··· GIVEN DATA

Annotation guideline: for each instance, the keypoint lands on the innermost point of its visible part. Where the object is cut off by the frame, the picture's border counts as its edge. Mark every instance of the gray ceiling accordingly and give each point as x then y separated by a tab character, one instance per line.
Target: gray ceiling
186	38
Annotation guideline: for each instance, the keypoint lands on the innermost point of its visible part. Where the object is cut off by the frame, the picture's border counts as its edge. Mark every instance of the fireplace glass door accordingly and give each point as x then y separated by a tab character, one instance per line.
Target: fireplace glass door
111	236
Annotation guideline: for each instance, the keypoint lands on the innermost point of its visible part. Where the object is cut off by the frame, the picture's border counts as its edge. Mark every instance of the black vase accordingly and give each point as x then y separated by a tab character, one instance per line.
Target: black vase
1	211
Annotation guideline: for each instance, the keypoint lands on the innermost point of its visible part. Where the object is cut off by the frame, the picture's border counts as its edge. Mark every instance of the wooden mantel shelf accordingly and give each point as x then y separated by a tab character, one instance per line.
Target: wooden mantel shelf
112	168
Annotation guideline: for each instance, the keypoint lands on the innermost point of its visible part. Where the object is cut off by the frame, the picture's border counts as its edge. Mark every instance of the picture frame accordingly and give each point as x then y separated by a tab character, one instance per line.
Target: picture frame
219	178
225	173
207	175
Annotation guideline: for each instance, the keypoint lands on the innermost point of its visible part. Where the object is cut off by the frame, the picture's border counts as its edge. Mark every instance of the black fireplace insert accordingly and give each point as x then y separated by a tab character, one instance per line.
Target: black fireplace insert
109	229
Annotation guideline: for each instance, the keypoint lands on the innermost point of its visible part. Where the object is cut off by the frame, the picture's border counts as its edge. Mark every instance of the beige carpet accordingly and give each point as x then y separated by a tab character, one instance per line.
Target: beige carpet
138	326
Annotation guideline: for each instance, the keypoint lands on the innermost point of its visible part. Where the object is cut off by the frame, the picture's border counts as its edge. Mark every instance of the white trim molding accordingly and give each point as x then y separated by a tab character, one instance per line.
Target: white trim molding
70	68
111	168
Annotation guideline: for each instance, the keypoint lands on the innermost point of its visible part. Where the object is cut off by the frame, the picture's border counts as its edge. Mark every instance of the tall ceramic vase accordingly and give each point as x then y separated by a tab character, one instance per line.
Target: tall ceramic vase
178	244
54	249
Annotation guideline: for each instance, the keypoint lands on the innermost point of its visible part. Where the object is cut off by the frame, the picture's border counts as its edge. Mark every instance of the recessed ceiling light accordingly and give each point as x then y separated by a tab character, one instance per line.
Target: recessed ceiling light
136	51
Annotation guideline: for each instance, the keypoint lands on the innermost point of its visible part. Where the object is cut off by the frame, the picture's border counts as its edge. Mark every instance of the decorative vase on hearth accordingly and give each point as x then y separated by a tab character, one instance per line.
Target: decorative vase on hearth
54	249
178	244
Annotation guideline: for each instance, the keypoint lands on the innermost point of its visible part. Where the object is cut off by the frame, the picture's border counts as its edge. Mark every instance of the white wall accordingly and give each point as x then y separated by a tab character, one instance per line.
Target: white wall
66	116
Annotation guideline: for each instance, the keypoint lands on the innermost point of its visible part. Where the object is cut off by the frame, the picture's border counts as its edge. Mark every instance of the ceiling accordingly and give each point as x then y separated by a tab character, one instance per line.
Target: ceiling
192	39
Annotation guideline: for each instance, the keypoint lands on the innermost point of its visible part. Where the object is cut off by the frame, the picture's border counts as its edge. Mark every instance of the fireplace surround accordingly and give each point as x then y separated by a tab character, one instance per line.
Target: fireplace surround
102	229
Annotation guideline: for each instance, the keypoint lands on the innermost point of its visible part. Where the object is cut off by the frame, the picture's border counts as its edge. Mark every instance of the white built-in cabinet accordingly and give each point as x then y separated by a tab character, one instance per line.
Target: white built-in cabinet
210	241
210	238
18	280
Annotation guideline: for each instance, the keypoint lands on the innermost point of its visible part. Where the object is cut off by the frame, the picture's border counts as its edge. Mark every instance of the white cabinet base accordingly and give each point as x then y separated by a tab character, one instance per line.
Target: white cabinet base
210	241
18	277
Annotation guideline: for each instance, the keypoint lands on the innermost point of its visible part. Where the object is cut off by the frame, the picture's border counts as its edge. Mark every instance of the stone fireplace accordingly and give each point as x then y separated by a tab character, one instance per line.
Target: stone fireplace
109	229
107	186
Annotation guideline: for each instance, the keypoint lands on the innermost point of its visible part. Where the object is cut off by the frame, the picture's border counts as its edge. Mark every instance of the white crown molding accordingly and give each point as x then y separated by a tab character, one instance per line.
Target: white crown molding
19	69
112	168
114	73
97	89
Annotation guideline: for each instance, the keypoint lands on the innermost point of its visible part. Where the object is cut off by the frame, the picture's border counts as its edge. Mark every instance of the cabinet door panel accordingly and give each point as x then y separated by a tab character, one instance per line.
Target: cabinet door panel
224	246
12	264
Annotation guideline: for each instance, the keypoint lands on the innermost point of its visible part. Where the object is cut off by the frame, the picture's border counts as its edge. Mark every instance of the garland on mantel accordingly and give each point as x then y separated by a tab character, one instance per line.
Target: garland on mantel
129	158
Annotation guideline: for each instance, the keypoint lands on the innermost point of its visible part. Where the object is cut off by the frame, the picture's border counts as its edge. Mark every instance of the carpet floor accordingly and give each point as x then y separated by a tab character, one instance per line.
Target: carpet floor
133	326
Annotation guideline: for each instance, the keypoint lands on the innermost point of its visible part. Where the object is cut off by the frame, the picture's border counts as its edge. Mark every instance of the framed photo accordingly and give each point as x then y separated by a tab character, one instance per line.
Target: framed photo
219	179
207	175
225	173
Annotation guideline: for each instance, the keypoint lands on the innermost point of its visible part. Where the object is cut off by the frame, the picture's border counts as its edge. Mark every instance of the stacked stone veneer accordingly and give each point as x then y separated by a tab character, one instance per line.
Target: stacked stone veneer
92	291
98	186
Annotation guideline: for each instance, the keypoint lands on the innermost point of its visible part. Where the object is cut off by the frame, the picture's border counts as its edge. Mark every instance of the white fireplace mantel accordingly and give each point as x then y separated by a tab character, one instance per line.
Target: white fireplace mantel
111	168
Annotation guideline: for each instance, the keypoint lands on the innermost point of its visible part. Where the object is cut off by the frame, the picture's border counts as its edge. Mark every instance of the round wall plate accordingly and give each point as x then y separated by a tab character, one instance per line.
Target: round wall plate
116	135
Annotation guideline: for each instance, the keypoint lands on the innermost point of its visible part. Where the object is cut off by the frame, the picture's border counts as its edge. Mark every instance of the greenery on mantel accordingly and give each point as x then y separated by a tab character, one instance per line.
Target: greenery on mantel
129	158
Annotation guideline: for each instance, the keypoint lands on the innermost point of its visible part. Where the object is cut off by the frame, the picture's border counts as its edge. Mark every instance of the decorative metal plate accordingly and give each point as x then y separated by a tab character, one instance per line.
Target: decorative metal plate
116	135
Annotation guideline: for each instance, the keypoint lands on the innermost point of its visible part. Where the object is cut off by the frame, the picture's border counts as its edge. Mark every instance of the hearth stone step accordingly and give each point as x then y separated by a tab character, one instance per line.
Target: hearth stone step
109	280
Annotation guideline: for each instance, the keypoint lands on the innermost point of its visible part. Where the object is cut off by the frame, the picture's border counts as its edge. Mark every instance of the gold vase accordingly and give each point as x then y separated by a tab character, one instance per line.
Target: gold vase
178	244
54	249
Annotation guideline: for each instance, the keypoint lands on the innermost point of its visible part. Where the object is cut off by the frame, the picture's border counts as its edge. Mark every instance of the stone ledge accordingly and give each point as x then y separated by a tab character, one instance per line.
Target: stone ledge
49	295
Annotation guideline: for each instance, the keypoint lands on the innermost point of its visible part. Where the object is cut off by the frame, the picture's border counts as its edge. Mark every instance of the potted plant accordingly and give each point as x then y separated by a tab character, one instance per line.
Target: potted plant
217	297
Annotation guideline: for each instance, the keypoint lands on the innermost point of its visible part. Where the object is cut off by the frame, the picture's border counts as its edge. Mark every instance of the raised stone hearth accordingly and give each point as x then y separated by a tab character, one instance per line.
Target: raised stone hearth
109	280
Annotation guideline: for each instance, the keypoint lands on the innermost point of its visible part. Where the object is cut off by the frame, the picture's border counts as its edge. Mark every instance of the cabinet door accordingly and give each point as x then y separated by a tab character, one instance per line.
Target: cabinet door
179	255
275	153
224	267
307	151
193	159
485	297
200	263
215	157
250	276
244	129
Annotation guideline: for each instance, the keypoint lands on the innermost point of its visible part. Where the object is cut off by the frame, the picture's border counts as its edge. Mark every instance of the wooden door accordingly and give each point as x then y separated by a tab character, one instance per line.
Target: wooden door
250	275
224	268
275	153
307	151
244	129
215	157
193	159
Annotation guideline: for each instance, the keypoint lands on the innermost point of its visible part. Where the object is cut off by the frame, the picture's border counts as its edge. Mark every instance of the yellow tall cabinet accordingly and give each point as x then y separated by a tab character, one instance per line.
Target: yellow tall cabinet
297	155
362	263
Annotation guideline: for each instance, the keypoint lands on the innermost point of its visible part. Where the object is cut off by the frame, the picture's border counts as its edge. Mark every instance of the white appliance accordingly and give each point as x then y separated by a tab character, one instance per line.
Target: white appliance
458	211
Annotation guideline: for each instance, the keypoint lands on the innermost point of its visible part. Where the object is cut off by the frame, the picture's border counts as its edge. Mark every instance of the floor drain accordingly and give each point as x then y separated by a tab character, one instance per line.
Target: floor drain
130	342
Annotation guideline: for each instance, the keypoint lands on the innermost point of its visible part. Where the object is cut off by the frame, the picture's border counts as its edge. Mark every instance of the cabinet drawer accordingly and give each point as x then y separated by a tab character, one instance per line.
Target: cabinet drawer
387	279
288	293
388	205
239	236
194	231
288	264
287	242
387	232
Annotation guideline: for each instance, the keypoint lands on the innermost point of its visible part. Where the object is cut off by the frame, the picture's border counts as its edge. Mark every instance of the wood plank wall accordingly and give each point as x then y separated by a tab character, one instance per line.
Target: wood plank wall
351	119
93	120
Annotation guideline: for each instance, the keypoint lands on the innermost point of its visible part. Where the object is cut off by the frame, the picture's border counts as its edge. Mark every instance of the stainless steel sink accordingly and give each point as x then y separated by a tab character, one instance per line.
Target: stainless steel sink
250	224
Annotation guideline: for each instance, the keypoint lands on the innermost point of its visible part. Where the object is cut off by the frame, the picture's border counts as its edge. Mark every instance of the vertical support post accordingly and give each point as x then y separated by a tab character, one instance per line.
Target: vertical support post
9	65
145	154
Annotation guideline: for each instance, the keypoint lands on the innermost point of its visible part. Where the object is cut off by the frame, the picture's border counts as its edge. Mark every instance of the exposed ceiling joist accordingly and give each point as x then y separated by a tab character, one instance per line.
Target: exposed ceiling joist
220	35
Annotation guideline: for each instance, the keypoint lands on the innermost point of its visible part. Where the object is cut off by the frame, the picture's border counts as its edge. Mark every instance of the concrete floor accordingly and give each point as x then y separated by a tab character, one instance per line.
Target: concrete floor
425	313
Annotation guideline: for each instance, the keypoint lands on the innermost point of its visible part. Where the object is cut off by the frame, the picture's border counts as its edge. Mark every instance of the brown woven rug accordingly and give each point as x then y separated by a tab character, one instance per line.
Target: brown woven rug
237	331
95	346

······

## REQUIREMENTS
Starting at the line that contains "of the vertical", repeat each line exactly through the last one in the listing. Include both of those lines and nothing more.

## REPLY TO THE TASK
Annotation guideline: for each instance, the keypoint lands on the innermost point of its visible part. Where the object is cut off by the frame, the picture's border counts as its edge. Mark every instance of the vertical support post accordingly and give each point as x then y separated by a tab character, one instance per line.
Target: vertical support post
9	65
145	154
Annotation guideline: for each instance, the keypoint lands on the innermost point of its visible part. Where the object is cut off by the frame, the picture's border counts as its edge. Mark every instance of the exposed ceiling joist accordingly and give each point as x then y separated by a tab character, one instance per line.
Target: exposed ceiling joist
220	35
Annotation guideline: for each instance, the keypoint lands on the innermost point of its visible part. Where the object is cut off by the frame, the picture's border counts as its edge. Mark every instance of the concrete floor accordingly and give each point as x then y separated by a tab character, one instance per line.
Target: concrete floor
425	313
Annotation guideline: for each instance, the keypoint lands on the innermost point of its visible part. Where the object is cut off by the frame, the picture's border counts as its edge. Mark every instance of the brown woven rug accordingly and give each point as x then y separated by a tab character, one instance per line.
Target: brown woven rug
237	331
95	346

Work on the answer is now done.